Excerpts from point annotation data

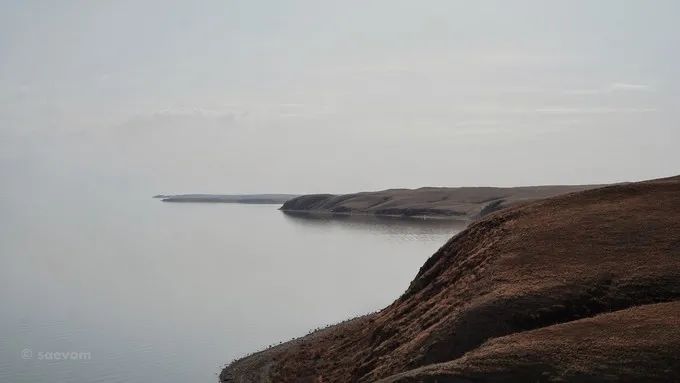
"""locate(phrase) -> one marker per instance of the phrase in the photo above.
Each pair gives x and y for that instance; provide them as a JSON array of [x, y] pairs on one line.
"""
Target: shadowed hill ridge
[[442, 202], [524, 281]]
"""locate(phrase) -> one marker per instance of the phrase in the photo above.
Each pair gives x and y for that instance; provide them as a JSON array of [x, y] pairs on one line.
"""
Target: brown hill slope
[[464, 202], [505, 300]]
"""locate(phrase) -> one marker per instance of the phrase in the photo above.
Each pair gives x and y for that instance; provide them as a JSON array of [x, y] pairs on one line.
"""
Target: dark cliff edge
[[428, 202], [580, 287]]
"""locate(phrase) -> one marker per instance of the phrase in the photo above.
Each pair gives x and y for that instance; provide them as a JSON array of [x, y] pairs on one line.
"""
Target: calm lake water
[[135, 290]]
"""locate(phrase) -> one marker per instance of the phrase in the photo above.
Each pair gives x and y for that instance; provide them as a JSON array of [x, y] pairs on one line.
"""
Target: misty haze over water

→ Goal
Reproduce all of the data above word for word, leaving the pictures out.

→ Task result
"""locate(phrase) -> one marker per instance of the phrase in the photo above.
Each pair gives x and y for that instance; provide them as a JSON array of [x, y] pairs on one line.
"""
Target: shadowed hill ridge
[[442, 202], [524, 281]]
"""locate(phrase) -> one marker per instance of the phrase in the photo above.
Each pair gives x and y for that instance; provide them as a JSON array of [x, y] pairs on one line.
"""
Target: brown hill slope
[[464, 202], [505, 300]]
"""locate(phrase) -> one marker per instance of the phrase in the photo above.
Each pair gives x and y for that instance; provide them as a JSON array of [x, y] pairs on one line.
"""
Target: dark cliff edge
[[428, 202], [580, 287]]
"""locate(phrase) -> one marker per instance of the phrase in the photo above.
Each pair gives x and y for that instance; provide them as a JSON array of [x, y] pairs on one line.
"""
Target: calm lake water
[[135, 290]]
"""locate(phrase) -> one marker per instance of the phrase in the photo above.
Each pair gives x and y for that instance; provide them as a JSON array of [x, y] pairs on one line.
"""
Target: misty haze over water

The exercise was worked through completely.